STATED TASK :: Swap every "instance" in the listing below for "occurrence" and write the listing out again, keeping everything else unchanged.

DATA ROWS ::
⟨
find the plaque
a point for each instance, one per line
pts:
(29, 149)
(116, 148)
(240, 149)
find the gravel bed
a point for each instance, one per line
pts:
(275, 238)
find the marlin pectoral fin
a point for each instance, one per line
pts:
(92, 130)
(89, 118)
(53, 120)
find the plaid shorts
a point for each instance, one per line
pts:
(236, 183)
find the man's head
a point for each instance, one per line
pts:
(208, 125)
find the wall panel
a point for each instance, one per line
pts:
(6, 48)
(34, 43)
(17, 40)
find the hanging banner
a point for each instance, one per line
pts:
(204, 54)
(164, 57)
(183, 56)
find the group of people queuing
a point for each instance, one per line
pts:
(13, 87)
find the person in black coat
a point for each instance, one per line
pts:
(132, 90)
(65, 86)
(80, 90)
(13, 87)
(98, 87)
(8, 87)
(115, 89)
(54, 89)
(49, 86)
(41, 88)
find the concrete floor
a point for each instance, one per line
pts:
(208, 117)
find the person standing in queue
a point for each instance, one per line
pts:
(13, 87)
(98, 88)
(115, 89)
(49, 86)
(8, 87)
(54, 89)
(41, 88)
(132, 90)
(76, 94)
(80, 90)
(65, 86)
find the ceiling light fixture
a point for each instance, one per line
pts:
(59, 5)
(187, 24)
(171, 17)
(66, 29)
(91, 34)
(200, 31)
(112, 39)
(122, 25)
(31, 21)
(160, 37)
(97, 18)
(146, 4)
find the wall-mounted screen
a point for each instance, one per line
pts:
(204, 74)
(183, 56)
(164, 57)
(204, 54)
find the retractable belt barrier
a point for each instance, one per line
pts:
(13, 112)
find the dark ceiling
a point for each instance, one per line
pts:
⟩
FINISHED TASK ::
find the plaque
a point for each occurrence, one per line
pts:
(29, 149)
(116, 148)
(240, 149)
find the gravel bed
a point for each occurrence, one per line
pts:
(275, 238)
find the marlin pectoral fin
a point for each occurrence, one per line
pts:
(92, 130)
(89, 118)
(53, 120)
find the plaid shorts
a point for each occurrence, one per line
pts:
(236, 183)
find the man's head
a point for each occurrence, one per line
pts:
(208, 125)
find the wall panel
a point for each occurrence, one per line
pts:
(6, 48)
(34, 43)
(17, 40)
find the hanging banner
a point for each occurrence, one per line
pts:
(204, 54)
(164, 57)
(183, 56)
find the group of people queuing
a point for each occurrence, one per line
pts:
(13, 87)
find the person in black coat
a point for each occurrence, one per line
pts:
(132, 90)
(65, 86)
(80, 90)
(13, 87)
(98, 87)
(8, 87)
(115, 89)
(54, 89)
(49, 86)
(41, 88)
find the concrete floor
a point for each occurrence, one per line
pts:
(208, 117)
find the person standing in queue
a point for each occurrence, one per line
pts:
(13, 87)
(98, 88)
(115, 89)
(49, 86)
(8, 87)
(54, 89)
(41, 88)
(132, 90)
(76, 94)
(80, 90)
(65, 86)
find the ceiling light fixture
a point for each occurrence, one per line
pts:
(59, 5)
(187, 24)
(171, 17)
(66, 29)
(91, 34)
(200, 31)
(112, 39)
(122, 25)
(31, 21)
(160, 37)
(97, 18)
(146, 4)
find the wall-mounted screen
a point for each occurrence, one per line
pts:
(204, 74)
(183, 56)
(164, 57)
(204, 54)
find the retractable belt barrier
a point for each occurrence, one per line
pts:
(13, 112)
find the dark ceiling
a point for each occurrence, one per line
pts:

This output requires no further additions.